Activity: Among the entries that follow, some lines contain the word "distant". Show all of them.

Provided data:
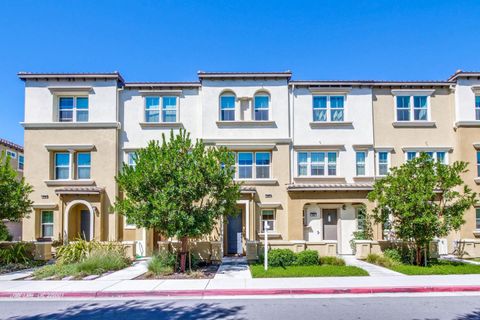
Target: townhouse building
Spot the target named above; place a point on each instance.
(307, 152)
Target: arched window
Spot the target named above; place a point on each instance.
(261, 103)
(227, 106)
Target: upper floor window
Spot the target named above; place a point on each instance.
(383, 162)
(227, 107)
(440, 156)
(261, 106)
(312, 164)
(328, 108)
(360, 162)
(477, 107)
(20, 162)
(83, 165)
(253, 165)
(73, 109)
(412, 108)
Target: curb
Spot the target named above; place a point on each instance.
(233, 292)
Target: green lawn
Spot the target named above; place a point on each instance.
(306, 271)
(440, 267)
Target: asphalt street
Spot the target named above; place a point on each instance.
(376, 307)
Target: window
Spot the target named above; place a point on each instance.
(245, 165)
(71, 109)
(361, 215)
(477, 218)
(360, 162)
(132, 159)
(11, 154)
(328, 108)
(261, 107)
(83, 165)
(62, 166)
(268, 216)
(262, 164)
(47, 224)
(383, 163)
(412, 108)
(169, 109)
(477, 107)
(20, 162)
(312, 164)
(227, 108)
(152, 109)
(440, 156)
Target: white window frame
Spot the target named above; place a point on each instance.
(388, 162)
(434, 154)
(78, 166)
(21, 156)
(262, 94)
(411, 107)
(262, 220)
(69, 165)
(74, 109)
(12, 154)
(47, 223)
(326, 164)
(328, 108)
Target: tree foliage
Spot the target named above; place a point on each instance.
(178, 187)
(425, 198)
(14, 192)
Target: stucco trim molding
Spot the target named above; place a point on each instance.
(467, 124)
(71, 125)
(413, 92)
(69, 182)
(331, 124)
(246, 124)
(414, 124)
(161, 124)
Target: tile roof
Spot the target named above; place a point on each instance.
(329, 186)
(10, 144)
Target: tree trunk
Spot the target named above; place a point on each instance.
(183, 253)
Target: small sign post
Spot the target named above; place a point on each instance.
(265, 246)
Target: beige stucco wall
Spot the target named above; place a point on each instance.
(103, 171)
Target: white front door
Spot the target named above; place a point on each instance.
(313, 224)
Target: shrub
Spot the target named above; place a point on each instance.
(333, 261)
(17, 253)
(162, 263)
(307, 258)
(281, 257)
(4, 234)
(101, 261)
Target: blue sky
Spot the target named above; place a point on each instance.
(172, 40)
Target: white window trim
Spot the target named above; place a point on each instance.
(77, 169)
(411, 107)
(309, 163)
(262, 94)
(389, 155)
(47, 223)
(74, 110)
(262, 221)
(328, 108)
(254, 166)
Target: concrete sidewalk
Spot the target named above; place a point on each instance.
(237, 287)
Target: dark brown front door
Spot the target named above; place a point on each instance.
(329, 224)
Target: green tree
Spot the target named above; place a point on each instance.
(179, 188)
(425, 198)
(14, 193)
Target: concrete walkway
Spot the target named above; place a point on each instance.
(233, 268)
(372, 269)
(137, 269)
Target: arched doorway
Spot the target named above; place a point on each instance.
(78, 221)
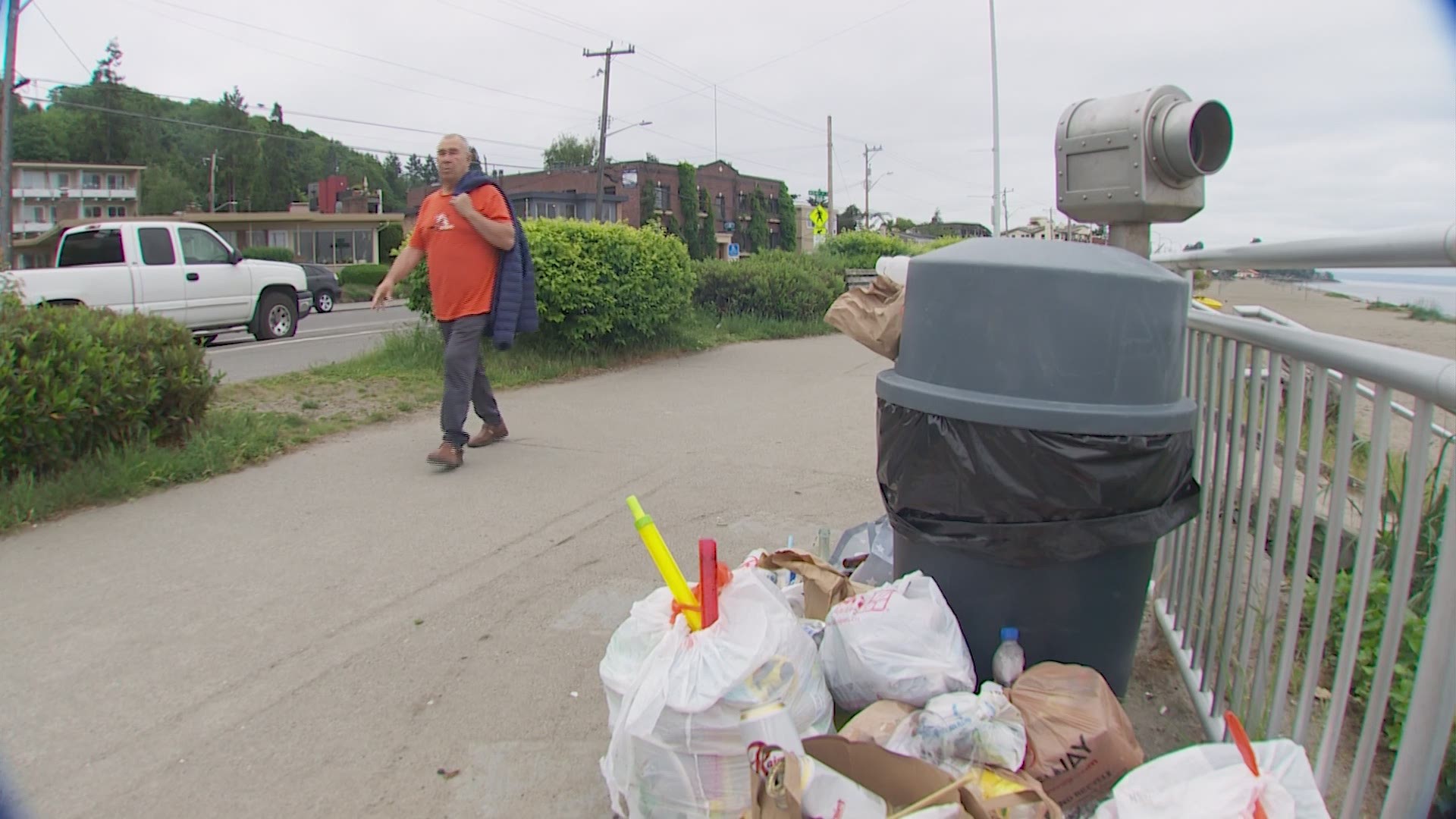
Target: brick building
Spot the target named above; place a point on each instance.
(626, 184)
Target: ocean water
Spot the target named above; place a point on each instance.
(1429, 287)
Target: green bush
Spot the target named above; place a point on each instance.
(862, 248)
(775, 284)
(76, 382)
(268, 254)
(391, 235)
(370, 275)
(596, 283)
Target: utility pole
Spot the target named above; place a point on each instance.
(996, 226)
(212, 183)
(868, 150)
(12, 27)
(606, 91)
(833, 218)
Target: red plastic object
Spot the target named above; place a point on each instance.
(1241, 741)
(708, 579)
(724, 579)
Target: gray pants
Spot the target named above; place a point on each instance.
(465, 378)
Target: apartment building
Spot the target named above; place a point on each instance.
(42, 194)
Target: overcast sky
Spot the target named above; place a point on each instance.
(1345, 111)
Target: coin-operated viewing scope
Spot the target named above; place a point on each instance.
(1139, 158)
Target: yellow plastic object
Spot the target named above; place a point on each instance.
(666, 566)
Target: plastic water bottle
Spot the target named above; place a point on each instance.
(1009, 661)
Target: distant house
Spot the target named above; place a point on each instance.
(44, 194)
(570, 193)
(1038, 228)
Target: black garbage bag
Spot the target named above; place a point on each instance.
(1028, 497)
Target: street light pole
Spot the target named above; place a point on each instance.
(12, 27)
(996, 191)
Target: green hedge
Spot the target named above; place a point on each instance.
(775, 284)
(598, 283)
(391, 235)
(270, 254)
(862, 248)
(74, 382)
(370, 275)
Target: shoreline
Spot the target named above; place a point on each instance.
(1338, 314)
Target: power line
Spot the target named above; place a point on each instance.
(414, 91)
(785, 55)
(82, 63)
(372, 57)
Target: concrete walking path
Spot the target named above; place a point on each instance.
(319, 635)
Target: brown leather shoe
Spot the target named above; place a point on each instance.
(488, 435)
(447, 457)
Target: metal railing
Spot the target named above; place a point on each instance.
(1316, 515)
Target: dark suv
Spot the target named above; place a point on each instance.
(324, 283)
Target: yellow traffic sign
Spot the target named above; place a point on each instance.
(820, 218)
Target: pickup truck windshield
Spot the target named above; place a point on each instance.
(91, 246)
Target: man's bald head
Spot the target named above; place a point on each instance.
(452, 158)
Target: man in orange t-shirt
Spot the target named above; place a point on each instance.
(460, 237)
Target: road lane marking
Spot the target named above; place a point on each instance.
(286, 341)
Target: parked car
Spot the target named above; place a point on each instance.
(324, 283)
(178, 270)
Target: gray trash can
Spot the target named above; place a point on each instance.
(1036, 444)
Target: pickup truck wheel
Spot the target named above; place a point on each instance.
(277, 316)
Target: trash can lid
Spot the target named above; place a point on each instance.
(1047, 335)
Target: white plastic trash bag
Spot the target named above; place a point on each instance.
(1212, 781)
(899, 642)
(962, 729)
(674, 698)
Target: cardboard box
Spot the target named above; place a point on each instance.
(823, 586)
(899, 780)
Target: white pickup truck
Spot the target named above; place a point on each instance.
(178, 270)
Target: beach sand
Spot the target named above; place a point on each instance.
(1323, 312)
(1341, 316)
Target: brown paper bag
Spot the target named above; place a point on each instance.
(877, 723)
(1079, 741)
(823, 586)
(871, 315)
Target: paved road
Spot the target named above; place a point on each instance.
(321, 338)
(249, 646)
(319, 635)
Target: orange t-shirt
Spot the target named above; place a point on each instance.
(462, 262)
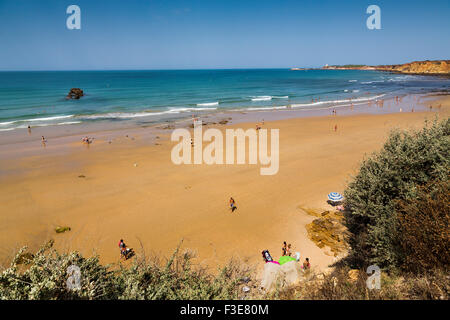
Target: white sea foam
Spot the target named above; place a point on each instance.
(262, 108)
(300, 105)
(262, 98)
(68, 122)
(280, 97)
(120, 115)
(208, 104)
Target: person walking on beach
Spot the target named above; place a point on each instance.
(306, 264)
(288, 251)
(284, 249)
(232, 204)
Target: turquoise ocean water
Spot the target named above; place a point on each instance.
(38, 98)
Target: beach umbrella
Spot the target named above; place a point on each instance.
(335, 196)
(285, 259)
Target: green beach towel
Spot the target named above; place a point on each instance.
(285, 259)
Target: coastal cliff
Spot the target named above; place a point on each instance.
(420, 67)
(430, 67)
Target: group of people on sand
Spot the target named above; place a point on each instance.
(286, 251)
(259, 126)
(87, 140)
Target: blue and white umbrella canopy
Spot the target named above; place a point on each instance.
(335, 196)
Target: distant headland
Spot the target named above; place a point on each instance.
(427, 67)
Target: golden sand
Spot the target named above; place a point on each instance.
(103, 196)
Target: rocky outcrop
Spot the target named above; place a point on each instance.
(419, 67)
(75, 93)
(328, 231)
(427, 67)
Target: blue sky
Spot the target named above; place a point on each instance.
(191, 34)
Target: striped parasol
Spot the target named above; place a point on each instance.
(335, 196)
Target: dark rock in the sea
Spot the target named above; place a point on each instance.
(75, 93)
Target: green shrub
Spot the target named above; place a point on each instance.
(424, 229)
(406, 161)
(44, 276)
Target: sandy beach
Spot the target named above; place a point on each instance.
(130, 189)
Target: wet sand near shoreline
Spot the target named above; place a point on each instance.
(130, 189)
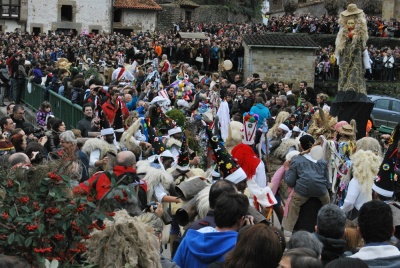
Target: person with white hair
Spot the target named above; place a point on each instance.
(99, 149)
(121, 74)
(276, 183)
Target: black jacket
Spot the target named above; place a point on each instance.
(333, 248)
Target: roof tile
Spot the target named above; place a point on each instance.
(137, 4)
(280, 40)
(187, 3)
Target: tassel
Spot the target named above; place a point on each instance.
(270, 199)
(256, 204)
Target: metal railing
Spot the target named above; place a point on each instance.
(378, 74)
(62, 108)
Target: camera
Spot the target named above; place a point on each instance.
(38, 132)
(151, 205)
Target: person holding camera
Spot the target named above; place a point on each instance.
(245, 102)
(89, 123)
(202, 247)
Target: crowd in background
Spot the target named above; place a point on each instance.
(95, 77)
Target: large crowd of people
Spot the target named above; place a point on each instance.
(190, 134)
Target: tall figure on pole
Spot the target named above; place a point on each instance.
(351, 101)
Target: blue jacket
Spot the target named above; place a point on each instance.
(198, 250)
(132, 104)
(262, 111)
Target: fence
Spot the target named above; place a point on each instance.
(378, 74)
(62, 108)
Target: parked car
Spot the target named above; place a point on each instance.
(386, 111)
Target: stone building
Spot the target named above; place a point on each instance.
(175, 11)
(78, 15)
(280, 57)
(391, 9)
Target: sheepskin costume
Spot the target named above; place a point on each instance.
(322, 124)
(365, 167)
(256, 182)
(125, 242)
(234, 135)
(153, 177)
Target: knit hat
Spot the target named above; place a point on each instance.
(250, 121)
(347, 130)
(183, 158)
(170, 125)
(306, 142)
(156, 142)
(6, 147)
(107, 131)
(352, 9)
(340, 124)
(228, 167)
(215, 173)
(384, 182)
(291, 154)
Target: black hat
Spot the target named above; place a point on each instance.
(384, 182)
(156, 142)
(170, 124)
(183, 158)
(229, 169)
(307, 141)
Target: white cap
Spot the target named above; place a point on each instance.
(174, 130)
(157, 99)
(107, 131)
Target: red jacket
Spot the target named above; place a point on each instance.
(110, 110)
(103, 183)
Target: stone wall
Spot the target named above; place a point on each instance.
(139, 20)
(87, 14)
(290, 65)
(391, 9)
(375, 88)
(172, 13)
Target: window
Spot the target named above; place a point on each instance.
(117, 15)
(188, 16)
(382, 104)
(66, 13)
(396, 106)
(10, 9)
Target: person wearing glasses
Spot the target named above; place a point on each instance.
(18, 116)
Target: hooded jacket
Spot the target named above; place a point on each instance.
(198, 250)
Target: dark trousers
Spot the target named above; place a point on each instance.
(19, 89)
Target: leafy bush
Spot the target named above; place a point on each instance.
(41, 219)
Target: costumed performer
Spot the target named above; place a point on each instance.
(351, 101)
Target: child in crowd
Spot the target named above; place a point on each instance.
(43, 113)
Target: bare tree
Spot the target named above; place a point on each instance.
(372, 7)
(290, 6)
(332, 6)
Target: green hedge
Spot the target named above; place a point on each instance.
(391, 89)
(324, 40)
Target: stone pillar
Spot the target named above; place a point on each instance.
(389, 10)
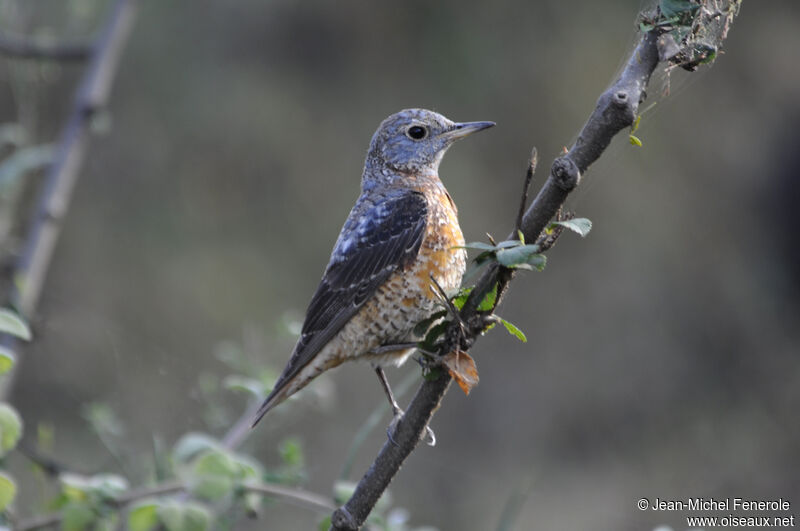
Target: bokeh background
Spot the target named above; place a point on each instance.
(664, 349)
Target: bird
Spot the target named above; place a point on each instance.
(400, 237)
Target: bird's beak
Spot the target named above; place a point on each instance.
(467, 128)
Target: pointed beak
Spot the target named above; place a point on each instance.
(467, 128)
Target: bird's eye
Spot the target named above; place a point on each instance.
(416, 132)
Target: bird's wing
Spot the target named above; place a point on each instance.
(372, 245)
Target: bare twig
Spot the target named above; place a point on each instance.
(91, 96)
(523, 204)
(300, 497)
(615, 110)
(22, 48)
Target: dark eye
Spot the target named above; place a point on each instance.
(417, 132)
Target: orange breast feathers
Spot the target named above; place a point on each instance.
(440, 254)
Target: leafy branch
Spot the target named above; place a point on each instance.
(616, 109)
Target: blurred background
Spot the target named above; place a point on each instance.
(664, 349)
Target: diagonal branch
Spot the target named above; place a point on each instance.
(616, 109)
(20, 48)
(53, 202)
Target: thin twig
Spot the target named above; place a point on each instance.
(301, 497)
(30, 271)
(23, 48)
(523, 204)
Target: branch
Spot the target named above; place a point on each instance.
(616, 109)
(21, 48)
(53, 202)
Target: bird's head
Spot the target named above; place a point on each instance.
(413, 141)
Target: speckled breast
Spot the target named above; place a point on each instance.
(408, 296)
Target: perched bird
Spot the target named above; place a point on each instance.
(402, 231)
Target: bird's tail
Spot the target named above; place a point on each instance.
(291, 381)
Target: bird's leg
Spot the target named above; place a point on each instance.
(397, 412)
(388, 390)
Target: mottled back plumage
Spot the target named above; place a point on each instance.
(402, 230)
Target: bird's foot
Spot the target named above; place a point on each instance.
(429, 437)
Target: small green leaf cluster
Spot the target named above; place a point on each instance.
(514, 254)
(689, 35)
(89, 502)
(10, 421)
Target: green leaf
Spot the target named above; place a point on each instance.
(580, 225)
(235, 382)
(505, 244)
(8, 490)
(7, 360)
(459, 300)
(192, 444)
(674, 8)
(513, 330)
(488, 302)
(10, 428)
(213, 475)
(11, 323)
(431, 374)
(517, 257)
(76, 516)
(291, 452)
(143, 516)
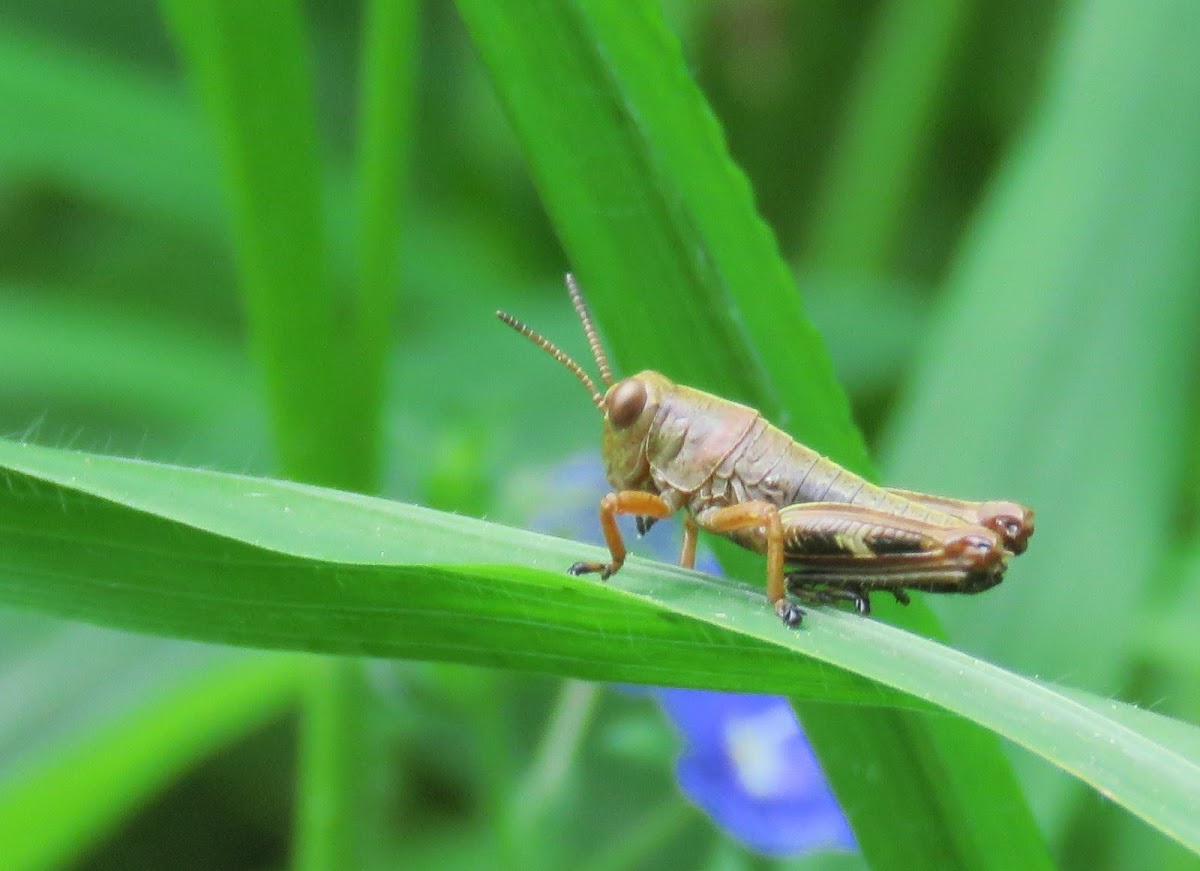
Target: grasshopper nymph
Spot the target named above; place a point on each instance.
(828, 534)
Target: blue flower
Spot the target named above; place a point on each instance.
(745, 762)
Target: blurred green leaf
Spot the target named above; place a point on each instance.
(687, 278)
(95, 722)
(265, 136)
(885, 133)
(1060, 370)
(303, 568)
(141, 150)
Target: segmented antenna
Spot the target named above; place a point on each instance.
(589, 329)
(555, 352)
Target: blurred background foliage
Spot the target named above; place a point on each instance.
(123, 330)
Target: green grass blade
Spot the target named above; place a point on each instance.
(633, 168)
(275, 564)
(885, 133)
(267, 140)
(142, 151)
(687, 278)
(1084, 258)
(385, 98)
(60, 799)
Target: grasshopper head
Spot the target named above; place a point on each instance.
(628, 406)
(629, 409)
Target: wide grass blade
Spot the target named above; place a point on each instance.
(685, 277)
(282, 565)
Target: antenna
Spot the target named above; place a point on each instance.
(589, 329)
(557, 353)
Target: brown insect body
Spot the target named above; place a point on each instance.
(828, 534)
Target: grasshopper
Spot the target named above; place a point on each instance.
(828, 534)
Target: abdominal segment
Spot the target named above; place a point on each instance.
(849, 547)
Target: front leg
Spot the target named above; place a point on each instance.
(627, 502)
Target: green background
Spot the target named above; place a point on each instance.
(268, 239)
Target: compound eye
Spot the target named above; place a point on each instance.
(625, 402)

Response to the exercise:
Target: distant house
Target: distant headland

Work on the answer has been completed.